→ TEXTE EXTRAIT
★ ★ ★ ★ ★
C'est un vieux fantasme. C'est un don comme peuvent en avoir les super-héros. Enfant, je rêvais de pouvoir faire rétrécir les choses pour emmener ma maison dans une valise…
Cette idée de lire dans les pensées à avoir avec le fait d'écrire des histoires. On passe notre temps à entrer dans la tête des gens.

J'ai écrit ce roman en deux fois. J'ai d'abord eu l'idée de ce personnage qui lisait dans les esprits et de l'accident de roller. Puis j'ai écrit ce qui est devenu la fin du roman. Mais au bout d'une cinquantaine de pages, j'ai été bloquée. Le texte a donc reposé pendant un an. Je l'ai repris et j'ai alors compris que j'avais écrit le début et la fin. Je fais confiance à mon inconscient : si j'ai eu cette idée de départ, c'est qu'il a quelque chose derrière…C'est à ce moment là qu'est née Prudence. Mais elle ne pouvait pas être l'amie parfaite. Il lui fallait un paquet de problèmes à résoudre. M'est revenu en tête un fait divers datant de plusieurs années et qui m'avait fascinée à l'époque. J'avais suivi l'histoire : des incendies spontanés se déclenchaient dans un village. Un jour, pendant un reportage télé consacré à ce sujet, j'ai aperçu un type sur l'image, derrière. J'ai dit à mon mari : "c'est lui". Et effectivement, quand ils ont arrêté le responsable des incendies, c'était bien lui… J'ai repensé à tout ça et le lien s'est fait avec l'idée de lire dans les pensées.
*Il est aussi question de la quête des origines…
Oui. C'est un thème que j'avais déjà abordé. La quête des origines, c'est la première grande affaire humaine. Il faut faire le tri dans sa famille, mener l'enquête. C'est le premier boulot qu'on doit opérer pour se construire et démarrer quelque chose. C'est un travail essentiel et ceux qui ne le font pas se le traînent toute leur vie. Très souvent, mes héros font ce tri et cela leur permet de démarrer leur existence. Ils trouvent en même temps ce qui les intéresse et ce vers quoi ils veulent avancer.
★ ★ ★ ★ ★
→ LIGNES DE DONNÉES

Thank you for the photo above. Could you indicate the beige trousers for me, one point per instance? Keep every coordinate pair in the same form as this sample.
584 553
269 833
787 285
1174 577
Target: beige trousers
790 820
★ ★ ★ ★ ★
→ TRAVAIL À FAIRE
a) Recopiez l'extrait en entier, à l'identique.
b) Réécrivez l'ensemble des lignes des enregistrements sous forme de liste numérotée, sans les lignes vides.
L'extrait et les enregistrements n'ont aucun lien entre eux.

→ CORRIGÉ PAR CONSIGNE
a)
C'est un vieux fantasme. C'est un don comme peuvent en avoir les super-héros. Enfant, je rêvais de pouvoir faire rétrécir les choses pour emmener ma maison dans une valise…
Cette idée de lire dans les pensées à avoir avec le fait d'écrire des histoires. On passe notre temps à entrer dans la tête des gens.

J'ai écrit ce roman en deux fois. J'ai d'abord eu l'idée de ce personnage qui lisait dans les esprits et de l'accident de roller. Puis j'ai écrit ce qui est devenu la fin du roman. Mais au bout d'une cinquantaine de pages, j'ai été bloquée. Le texte a donc reposé pendant un an. Je l'ai repris et j'ai alors compris que j'avais écrit le début et la fin. Je fais confiance à mon inconscient : si j'ai eu cette idée de départ, c'est qu'il a quelque chose derrière…C'est à ce moment là qu'est née Prudence. Mais elle ne pouvait pas être l'amie parfaite. Il lui fallait un paquet de problèmes à résoudre. M'est revenu en tête un fait divers datant de plusieurs années et qui m'avait fascinée à l'époque. J'avais suivi l'histoire : des incendies spontanés se déclenchaient dans un village. Un jour, pendant un reportage télé consacré à ce sujet, j'ai aperçu un type sur l'image, derrière. J'ai dit à mon mari : "c'est lui". Et effectivement, quand ils ont arrêté le responsable des incendies, c'était bien lui… J'ai repensé à tout ça et le lien s'est fait avec l'idée de lire dans les pensées.
*Il est aussi question de la quête des origines…
Oui. C'est un thème que j'avais déjà abordé. La quête des origines, c'est la première grande affaire humaine. Il faut faire le tri dans sa famille, mener l'enquête. C'est le premier boulot qu'on doit opérer pour se construire et démarrer quelque chose. C'est un travail essentiel et ceux qui ne le font pas se le traînent toute leur vie. Très souvent, mes héros font ce tri et cela leur permet de démarrer leur existence. Ils trouvent en même temps ce qui les intéresse et ce vers quoi ils veulent avancer.

b)
1. Thank you for the photo above. Could you indicate the beige trousers for me, one point per instance? Keep every coordinate pair in the same form as this sample.
2. 584 553
3. 269 833
4. 787 285
5. 1174 577
6. Target: beige trousers
7. 790 820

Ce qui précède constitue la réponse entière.